■ **Dokumentauszug**:
━━━━━━━━━━━━━━━━━━━━━━━━━━━━━━

# Cameron Diaz: Ob Frau oder Mann - Hauptsache Sex!



## beachkini (6 Juli 2012)

​
*Cameron Diaz ist Frauen nicht abgeneigt - Sie hat schon Erfahrungen gemacht*

Wow, Cameron Diaz, 40, weiß, wie man auf sich aufmerksam macht. In einem Interview verrät die Schöne jetzt, dass sie auch auf Frauen stehe und schon Erfahrungen mit dem gleichen Geschlecht gemacht habe.

Pünktlich zu ihrem neuen Film "What To Expect When You're Expecting", lässt Cameron also etwas von sich verlauten, was freizügiger kaum sein könnte. Schließlich ist dieses Geheimnis nun keines mehr und ein tiefer Einblick in ihre Seele.

Cameron erzählte der Zeitschrift "Max", dass sie bereits Erfahrungen mit Frauen gemacht habe: "Ob mit Frau, Mann, oder mit mir selbst, ist egal. Hauptsache Sex. Frauen, die gab es...ich bin zwar nicht lesbisch, habe aber auch nichts dagegen einzuwenden."

Sex spielt für die süße Schauspielerin also eine echt wichtige Rolle. Cameron scheint alles andere, als prüde zu sein und macht das sensible Thema öffentlich.

━━━━━━━━━━━━━━━━━━━━━━━━━━━━━━

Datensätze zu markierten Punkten
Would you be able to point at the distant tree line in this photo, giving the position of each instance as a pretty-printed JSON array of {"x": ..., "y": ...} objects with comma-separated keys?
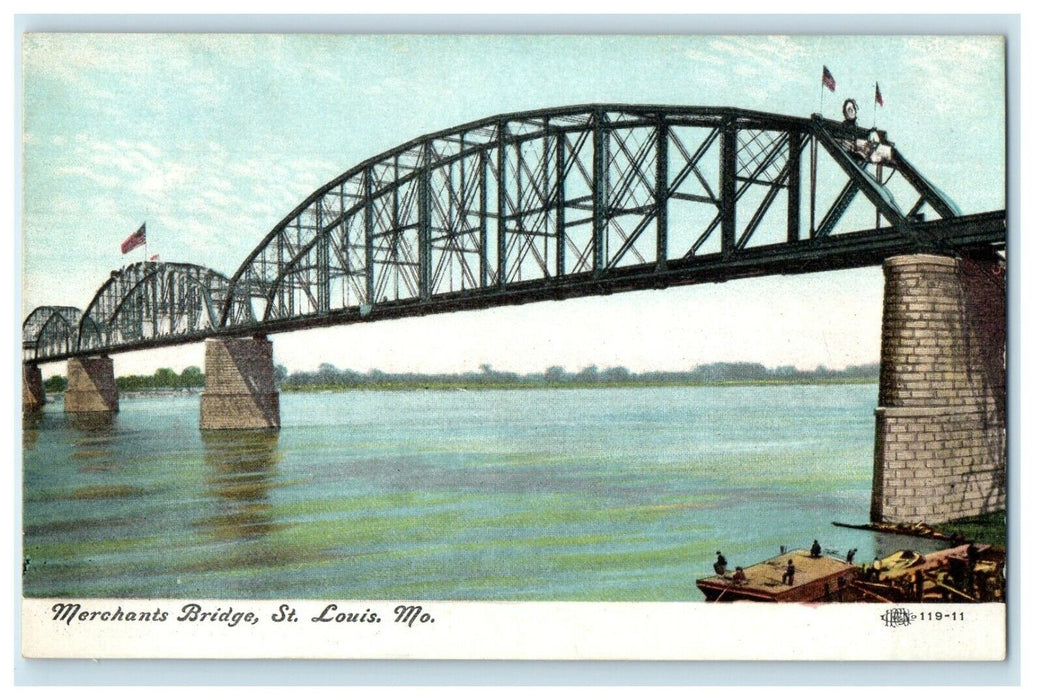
[
  {"x": 329, "y": 376},
  {"x": 192, "y": 377},
  {"x": 163, "y": 378}
]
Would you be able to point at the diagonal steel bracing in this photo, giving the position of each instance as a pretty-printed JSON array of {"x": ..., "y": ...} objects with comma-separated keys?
[{"x": 544, "y": 204}]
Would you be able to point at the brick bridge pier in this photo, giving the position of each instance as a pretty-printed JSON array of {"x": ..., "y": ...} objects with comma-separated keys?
[{"x": 940, "y": 428}]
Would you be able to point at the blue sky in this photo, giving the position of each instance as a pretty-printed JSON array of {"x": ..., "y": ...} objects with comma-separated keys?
[{"x": 213, "y": 139}]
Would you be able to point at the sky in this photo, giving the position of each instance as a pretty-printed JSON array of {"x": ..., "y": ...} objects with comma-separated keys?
[{"x": 213, "y": 139}]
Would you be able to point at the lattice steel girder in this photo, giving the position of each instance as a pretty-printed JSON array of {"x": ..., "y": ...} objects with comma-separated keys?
[
  {"x": 151, "y": 300},
  {"x": 49, "y": 329},
  {"x": 534, "y": 199}
]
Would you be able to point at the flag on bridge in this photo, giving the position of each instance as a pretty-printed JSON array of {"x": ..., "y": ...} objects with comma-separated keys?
[
  {"x": 827, "y": 80},
  {"x": 134, "y": 240}
]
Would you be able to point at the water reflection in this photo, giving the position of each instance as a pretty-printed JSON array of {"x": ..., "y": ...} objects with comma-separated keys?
[
  {"x": 31, "y": 423},
  {"x": 243, "y": 471},
  {"x": 94, "y": 441}
]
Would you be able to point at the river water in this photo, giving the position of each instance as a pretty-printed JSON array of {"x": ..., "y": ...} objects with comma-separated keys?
[{"x": 606, "y": 494}]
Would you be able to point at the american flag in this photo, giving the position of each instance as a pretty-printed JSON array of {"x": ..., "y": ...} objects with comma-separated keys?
[
  {"x": 134, "y": 240},
  {"x": 827, "y": 80}
]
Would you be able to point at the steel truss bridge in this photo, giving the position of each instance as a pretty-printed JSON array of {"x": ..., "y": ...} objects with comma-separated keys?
[{"x": 540, "y": 205}]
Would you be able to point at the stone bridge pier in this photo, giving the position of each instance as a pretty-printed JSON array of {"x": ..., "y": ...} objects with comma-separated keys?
[
  {"x": 240, "y": 392},
  {"x": 940, "y": 428},
  {"x": 92, "y": 385},
  {"x": 33, "y": 396}
]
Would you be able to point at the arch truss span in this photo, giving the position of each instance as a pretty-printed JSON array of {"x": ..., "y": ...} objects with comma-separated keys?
[
  {"x": 49, "y": 330},
  {"x": 572, "y": 198},
  {"x": 149, "y": 303}
]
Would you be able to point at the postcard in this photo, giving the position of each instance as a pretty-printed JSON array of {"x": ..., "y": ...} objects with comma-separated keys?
[{"x": 514, "y": 347}]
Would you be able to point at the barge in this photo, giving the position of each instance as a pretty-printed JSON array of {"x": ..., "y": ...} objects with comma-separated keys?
[{"x": 815, "y": 579}]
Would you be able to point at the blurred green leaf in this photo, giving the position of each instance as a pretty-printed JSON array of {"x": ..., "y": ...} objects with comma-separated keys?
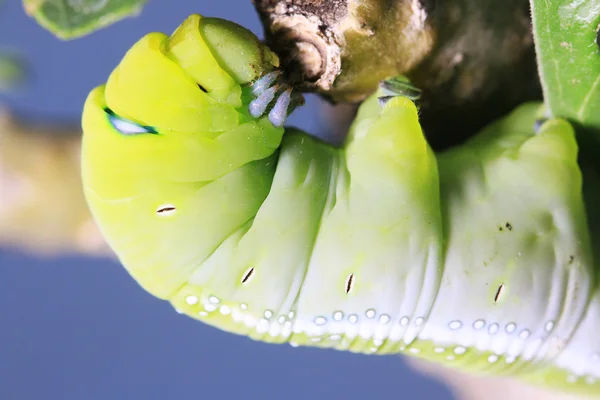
[
  {"x": 565, "y": 33},
  {"x": 12, "y": 72},
  {"x": 70, "y": 19}
]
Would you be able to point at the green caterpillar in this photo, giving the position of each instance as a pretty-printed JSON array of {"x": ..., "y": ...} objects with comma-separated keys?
[{"x": 478, "y": 258}]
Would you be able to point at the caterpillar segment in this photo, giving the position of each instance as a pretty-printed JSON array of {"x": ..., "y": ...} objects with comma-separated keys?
[{"x": 477, "y": 258}]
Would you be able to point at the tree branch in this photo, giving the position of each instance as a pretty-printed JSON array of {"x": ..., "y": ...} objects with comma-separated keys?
[{"x": 473, "y": 60}]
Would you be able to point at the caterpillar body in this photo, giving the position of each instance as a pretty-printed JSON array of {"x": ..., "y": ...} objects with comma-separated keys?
[{"x": 478, "y": 257}]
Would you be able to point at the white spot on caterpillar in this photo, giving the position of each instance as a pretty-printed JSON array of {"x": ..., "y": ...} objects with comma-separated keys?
[
  {"x": 165, "y": 210},
  {"x": 493, "y": 329},
  {"x": 349, "y": 285},
  {"x": 454, "y": 325},
  {"x": 248, "y": 275},
  {"x": 477, "y": 325},
  {"x": 225, "y": 310}
]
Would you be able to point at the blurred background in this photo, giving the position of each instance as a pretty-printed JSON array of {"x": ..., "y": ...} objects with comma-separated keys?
[{"x": 76, "y": 326}]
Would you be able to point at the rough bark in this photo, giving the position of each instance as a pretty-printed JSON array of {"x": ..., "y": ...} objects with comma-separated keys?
[{"x": 474, "y": 60}]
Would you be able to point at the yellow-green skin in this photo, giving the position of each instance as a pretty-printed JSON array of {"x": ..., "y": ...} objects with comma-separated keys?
[{"x": 478, "y": 258}]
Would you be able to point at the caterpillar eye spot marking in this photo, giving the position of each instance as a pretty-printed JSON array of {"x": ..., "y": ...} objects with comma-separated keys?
[
  {"x": 349, "y": 283},
  {"x": 338, "y": 316},
  {"x": 127, "y": 127},
  {"x": 499, "y": 293},
  {"x": 166, "y": 210},
  {"x": 248, "y": 275},
  {"x": 510, "y": 327}
]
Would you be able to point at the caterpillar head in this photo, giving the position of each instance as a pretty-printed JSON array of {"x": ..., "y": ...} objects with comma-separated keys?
[{"x": 179, "y": 113}]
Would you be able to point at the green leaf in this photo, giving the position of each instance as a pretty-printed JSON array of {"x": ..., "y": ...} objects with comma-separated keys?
[
  {"x": 70, "y": 19},
  {"x": 565, "y": 33},
  {"x": 12, "y": 72}
]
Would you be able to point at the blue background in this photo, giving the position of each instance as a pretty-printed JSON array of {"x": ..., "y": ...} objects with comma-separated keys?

━━━━━━━━━━━━━━━━━━━━━━━━━━━━━━

■ **Problembeschreibung**:
Bitte gib den Beitrag über Cameron Diaz von "Wow, Cameron Diaz, 40, weiß, wie" bis "in ihre Seele." erneut wieder und setze dabei "Gespräch" an die Stelle von "Interview". Die Datensätze werden hier nicht gebraucht.

■ **Schriftliche Antwort**:
Wow, Cameron Diaz, 40, weiß, wie man auf sich aufmerksam macht. In einem Gespräch verrät die Schöne jetzt, dass sie auch auf Frauen stehe und schon Erfahrungen mit dem gleichen Geschlecht gemacht habe.

Pünktlich zu ihrem neuen Film "What To Expect When You're Expecting", lässt Cameron also etwas von sich verlauten, was freizügiger kaum sein könnte. Schließlich ist dieses Geheimnis nun keines mehr und ein tiefer Einblick in ihre Seele.